[PROVIDED MATERIAL Boundary: Start]

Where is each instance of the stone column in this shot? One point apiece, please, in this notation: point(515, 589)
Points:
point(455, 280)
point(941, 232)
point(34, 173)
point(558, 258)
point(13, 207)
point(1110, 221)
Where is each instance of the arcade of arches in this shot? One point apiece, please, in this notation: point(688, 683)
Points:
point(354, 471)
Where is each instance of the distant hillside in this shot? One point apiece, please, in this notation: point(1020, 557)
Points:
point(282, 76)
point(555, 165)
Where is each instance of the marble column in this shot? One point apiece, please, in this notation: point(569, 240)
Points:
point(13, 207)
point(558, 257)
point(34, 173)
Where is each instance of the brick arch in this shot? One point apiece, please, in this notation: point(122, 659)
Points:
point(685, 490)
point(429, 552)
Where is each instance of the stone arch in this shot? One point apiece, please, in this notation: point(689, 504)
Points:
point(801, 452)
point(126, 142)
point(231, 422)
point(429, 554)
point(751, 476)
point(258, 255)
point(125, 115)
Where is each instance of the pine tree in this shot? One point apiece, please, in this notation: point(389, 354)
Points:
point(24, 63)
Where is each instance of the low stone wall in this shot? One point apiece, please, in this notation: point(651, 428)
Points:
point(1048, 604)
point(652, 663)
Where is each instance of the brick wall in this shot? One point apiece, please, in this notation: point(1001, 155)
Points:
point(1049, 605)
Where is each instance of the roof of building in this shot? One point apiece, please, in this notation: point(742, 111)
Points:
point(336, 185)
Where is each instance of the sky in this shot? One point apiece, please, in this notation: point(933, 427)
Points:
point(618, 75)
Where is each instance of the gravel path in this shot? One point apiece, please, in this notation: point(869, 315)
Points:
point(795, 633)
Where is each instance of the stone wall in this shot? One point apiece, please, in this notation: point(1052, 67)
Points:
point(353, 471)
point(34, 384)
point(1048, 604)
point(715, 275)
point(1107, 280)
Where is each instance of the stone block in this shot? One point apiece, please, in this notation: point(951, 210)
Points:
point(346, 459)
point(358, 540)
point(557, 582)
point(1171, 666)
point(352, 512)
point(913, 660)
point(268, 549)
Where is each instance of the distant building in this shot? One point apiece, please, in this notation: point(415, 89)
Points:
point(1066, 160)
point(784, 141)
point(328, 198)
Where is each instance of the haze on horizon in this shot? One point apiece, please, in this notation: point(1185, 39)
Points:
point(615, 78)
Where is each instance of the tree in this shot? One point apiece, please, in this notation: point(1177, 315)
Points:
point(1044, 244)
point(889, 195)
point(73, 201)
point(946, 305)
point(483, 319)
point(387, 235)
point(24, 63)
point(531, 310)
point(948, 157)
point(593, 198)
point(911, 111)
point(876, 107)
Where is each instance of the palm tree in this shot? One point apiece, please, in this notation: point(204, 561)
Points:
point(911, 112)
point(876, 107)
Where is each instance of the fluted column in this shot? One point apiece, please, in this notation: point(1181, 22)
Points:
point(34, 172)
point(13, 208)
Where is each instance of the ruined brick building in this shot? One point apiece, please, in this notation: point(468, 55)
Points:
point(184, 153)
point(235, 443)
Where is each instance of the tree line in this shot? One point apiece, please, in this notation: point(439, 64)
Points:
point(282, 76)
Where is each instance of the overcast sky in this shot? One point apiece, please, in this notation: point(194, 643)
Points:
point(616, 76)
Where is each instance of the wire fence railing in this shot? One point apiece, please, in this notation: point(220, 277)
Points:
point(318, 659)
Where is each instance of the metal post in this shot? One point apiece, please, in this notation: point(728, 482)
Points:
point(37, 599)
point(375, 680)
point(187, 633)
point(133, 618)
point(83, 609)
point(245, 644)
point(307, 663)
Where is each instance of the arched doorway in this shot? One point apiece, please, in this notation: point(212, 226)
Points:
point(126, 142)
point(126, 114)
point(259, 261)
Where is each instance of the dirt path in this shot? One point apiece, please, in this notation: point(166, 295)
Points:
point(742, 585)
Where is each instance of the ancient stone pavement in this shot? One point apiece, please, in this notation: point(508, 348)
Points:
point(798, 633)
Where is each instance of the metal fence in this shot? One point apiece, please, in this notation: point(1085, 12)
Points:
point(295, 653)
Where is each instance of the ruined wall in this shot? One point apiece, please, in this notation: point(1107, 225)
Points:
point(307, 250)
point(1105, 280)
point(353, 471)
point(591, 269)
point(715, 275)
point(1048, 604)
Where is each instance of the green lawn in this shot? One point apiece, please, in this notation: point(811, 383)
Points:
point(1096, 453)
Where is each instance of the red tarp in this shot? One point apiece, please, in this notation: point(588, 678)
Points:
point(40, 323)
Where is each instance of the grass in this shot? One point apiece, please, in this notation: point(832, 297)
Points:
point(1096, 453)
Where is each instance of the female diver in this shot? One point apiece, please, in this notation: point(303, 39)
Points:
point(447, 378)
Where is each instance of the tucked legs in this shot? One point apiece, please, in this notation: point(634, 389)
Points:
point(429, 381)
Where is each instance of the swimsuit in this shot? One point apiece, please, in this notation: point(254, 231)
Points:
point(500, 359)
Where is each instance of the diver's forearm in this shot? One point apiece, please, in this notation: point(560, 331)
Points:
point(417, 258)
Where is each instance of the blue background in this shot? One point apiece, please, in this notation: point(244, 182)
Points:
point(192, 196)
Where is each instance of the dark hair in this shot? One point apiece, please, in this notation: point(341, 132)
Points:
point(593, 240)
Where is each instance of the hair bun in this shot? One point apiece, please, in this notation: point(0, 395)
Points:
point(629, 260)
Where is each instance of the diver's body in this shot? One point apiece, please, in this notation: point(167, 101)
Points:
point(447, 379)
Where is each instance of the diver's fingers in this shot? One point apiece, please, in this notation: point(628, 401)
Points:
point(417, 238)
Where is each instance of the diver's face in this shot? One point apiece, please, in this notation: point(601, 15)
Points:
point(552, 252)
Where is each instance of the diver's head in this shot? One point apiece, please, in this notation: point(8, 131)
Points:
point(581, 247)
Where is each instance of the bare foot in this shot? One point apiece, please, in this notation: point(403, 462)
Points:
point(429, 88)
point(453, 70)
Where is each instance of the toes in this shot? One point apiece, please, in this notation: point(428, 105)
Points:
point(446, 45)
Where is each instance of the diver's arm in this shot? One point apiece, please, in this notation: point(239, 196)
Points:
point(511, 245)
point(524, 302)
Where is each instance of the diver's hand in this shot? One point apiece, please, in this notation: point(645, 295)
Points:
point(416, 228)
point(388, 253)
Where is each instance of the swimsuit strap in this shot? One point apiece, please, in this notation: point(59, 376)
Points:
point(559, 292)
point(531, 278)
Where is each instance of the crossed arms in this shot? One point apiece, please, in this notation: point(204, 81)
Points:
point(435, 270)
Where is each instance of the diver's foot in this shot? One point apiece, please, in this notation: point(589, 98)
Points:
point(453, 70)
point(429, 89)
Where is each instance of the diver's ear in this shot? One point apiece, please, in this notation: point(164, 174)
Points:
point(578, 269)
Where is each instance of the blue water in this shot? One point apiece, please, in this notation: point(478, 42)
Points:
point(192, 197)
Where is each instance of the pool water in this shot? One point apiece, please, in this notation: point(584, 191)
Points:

[PROVIDED MATERIAL Boundary: End]

§ **TASK GOAL**
Reproduce the entries exactly, each one as given.

§ **YOUR SOLUTION**
Where is each instance of the stone column in this shot? One point apiece, please, in this notation: point(515, 589)
Points:
point(455, 280)
point(941, 232)
point(34, 173)
point(558, 258)
point(13, 207)
point(1110, 221)
Where is each instance of the arcade of arches in this shot? One point apiece, please, in this notation: point(688, 683)
Points:
point(354, 471)
Where is each instance of the distant hillside in this shot? One point apiece, please, in this notation: point(1020, 557)
Points:
point(282, 76)
point(555, 165)
Where is each instance of the marble column in this shot? One point apiece, please, in this notation: point(569, 240)
Points:
point(13, 207)
point(558, 257)
point(34, 173)
Where is each instance of the brick arch in this shot? One point apiece, please, in this notation: point(122, 659)
Points:
point(685, 490)
point(429, 552)
Where is each instance of the stone arch in this shot? One point apiece, please, in this notation: point(689, 504)
Points:
point(801, 452)
point(126, 142)
point(231, 422)
point(429, 554)
point(751, 476)
point(258, 255)
point(125, 115)
Where is each instance of the pine tree in this shot? One point apiece, please, in this notation: point(389, 354)
Points:
point(24, 63)
Where is each instance of the low stone wall in this shot? One point apiece, please, in this notation: point(651, 428)
Points:
point(1048, 604)
point(652, 663)
Where is each instance of the brick wall in this shot? One point apiece, please, in this notation: point(1001, 155)
Points:
point(1049, 605)
Where is each instance of the roof of building in this shot? One point apiece, please, in this notation: point(742, 111)
Points:
point(336, 185)
Where is each instance of the sky in this shot? One point apiece, please, in this notation: point(933, 427)
Points:
point(618, 75)
Where is each instance of the gravel path in this shot? One point apiece, please, in this notation: point(869, 315)
Points:
point(795, 633)
Where is each instance of the stone wall in this shot? One point apiece, please, in this notation: point(1052, 67)
Points:
point(353, 471)
point(34, 384)
point(1048, 604)
point(715, 275)
point(1107, 280)
Where is each instance of the stone block in this shot? One point apiece, please, in this notation: point(951, 210)
Points:
point(346, 459)
point(358, 540)
point(557, 582)
point(1171, 666)
point(352, 512)
point(913, 660)
point(268, 549)
Where is each instance of the distant building in this shot? One point apiece, please, in this notation: point(415, 89)
Points:
point(1066, 160)
point(784, 141)
point(328, 198)
Where is each instance of the haze on horizon in this shot? One point apiece, please, in this notation: point(1185, 39)
Points:
point(615, 78)
Where is each instance of the tree in this shot? One point apiece, please, in this notation: point(1177, 315)
Points:
point(1044, 244)
point(889, 195)
point(73, 201)
point(946, 305)
point(483, 319)
point(387, 235)
point(24, 63)
point(531, 310)
point(948, 157)
point(593, 198)
point(911, 111)
point(876, 107)
Where is each instance of the palm tree in this shot? One point apiece, please, in this notation: point(204, 561)
Points:
point(911, 112)
point(876, 107)
Where is each instance of the fluted column in this shot? One point apiece, please, in this notation: point(1181, 22)
Points:
point(34, 172)
point(13, 208)
Where is each instance of the ruined brick building in this shot? One point apiece, please, in this notation: point(468, 55)
Points:
point(184, 153)
point(235, 443)
Where is each instance of the tree line in this shot? One point apiece, please, in this notation: point(439, 64)
Points:
point(282, 76)
Where is each instance of the overcast sky in this shot? One point apiece, please, in this notation: point(194, 643)
Points:
point(616, 76)
Where is each instance of the wire fence railing in this shot? One point apiece, please, in this notation: point(220, 277)
Points:
point(318, 659)
Where is each instance of the metal post in this shot? One point apiece, please, in this notation: point(728, 482)
Points:
point(37, 599)
point(375, 680)
point(187, 633)
point(133, 618)
point(83, 609)
point(245, 644)
point(307, 663)
Where is each instance of the arched doorway in this shot? One point apiece, please, in this notation: point(212, 226)
Points:
point(126, 142)
point(126, 114)
point(259, 261)
Where is each instance of the dirt path in this shot? One point apiece, please, in this notation: point(166, 295)
Points:
point(742, 585)
Where is each instance of the ancient stone pavement in this shot? One point apiece, please, in this notation: point(508, 348)
Points:
point(798, 633)
Where is each instance of the metal fence in this shot? One point apiece, please, in this notation: point(1085, 12)
Points:
point(295, 653)
Where is each instance of the ruined wall in this shot? One point apiece, please, in this notation: point(1107, 225)
Points:
point(307, 250)
point(1105, 280)
point(353, 471)
point(591, 269)
point(715, 275)
point(1048, 604)
Where is each instance of the green lawn in this shot? One point apiece, please, in this notation: point(811, 383)
Points:
point(1096, 453)
Where is each instance of the red tarp in this shot? One point apiece, please, in this notation: point(588, 678)
Points:
point(40, 323)
Where is each instance of the grass in this shot? One point apiece, please, in this notation: point(832, 297)
Points:
point(1096, 453)
Where is each instance of the female diver in this shot? One point apiece, please, in this notation: point(303, 39)
Points:
point(447, 378)
Where is each instance of the tucked legs in this shot? One point apiece, please, in this notation: point(634, 389)
Points:
point(429, 381)
Where is each instance of the swimsuit in this shot? One point apiece, please, in this notation: point(254, 231)
Points:
point(500, 359)
Where is each instance of the diver's forearm in this shot? One point apiece, please, in this notation: point(560, 331)
Points:
point(417, 258)
Where is each instance of the blue background in this shot? One point apiece, please, in this notation: point(244, 182)
Points:
point(192, 196)
Where is each instance of the dark hair in this shot? One point apiece, please, in this notation: point(341, 132)
Points:
point(593, 240)
Where is each instance of the hair bun in this shot? One point apiece, please, in this notation: point(0, 395)
Points:
point(629, 260)
Where is each instance of the diver's body in this shot? One point apiece, please, in this notation: point(167, 101)
Points:
point(447, 379)
Where is each instance of the diver's fingers in this shot? One point apiece, please, in this notation: point(628, 401)
Points:
point(417, 238)
Where is each instance of the diver's face in this shot? One point apiece, please, in this notation: point(601, 15)
Points:
point(552, 252)
Where is each instance of the diver's head in this shot? One point apiece, please, in this notation: point(8, 131)
Points:
point(581, 247)
Where is each instance of the bare foot in this shot? One point apiece, please, in this notation: point(403, 462)
Points:
point(429, 88)
point(453, 70)
Where is each instance of the toes in this shot? One point apiece, please, in this notation: point(428, 105)
Points:
point(446, 45)
Where is each instance of the diver's arm in this shot? One point apiece, please, in this notation: point(239, 196)
Points:
point(511, 245)
point(524, 302)
Where is each instance of the diver's hand in this shot? One point apiece, please, in this notation: point(645, 295)
Points:
point(416, 228)
point(388, 253)
Where is each instance of the swimsuit strap in this shot? One point apiece, please, in this notation: point(59, 376)
Points:
point(559, 292)
point(531, 278)
Where is each instance of the crossed arms in this shot? One point apiece, please, in this notation: point(204, 81)
Points:
point(435, 270)
Where is each instance of the diver's foot in this shot? One point apiece, please, in this notation: point(589, 98)
Points:
point(453, 70)
point(429, 89)
Where is each instance of the diver's ear in this shot? One point apiece, please, in this notation: point(164, 174)
Points:
point(578, 269)
Where is each instance of the blue water in this shot? One point apiece, please, in this notation: point(478, 42)
Points:
point(192, 197)
Where is each instance of the pool water in this shot? One point apiece, please, in this notation: point(584, 191)
Points:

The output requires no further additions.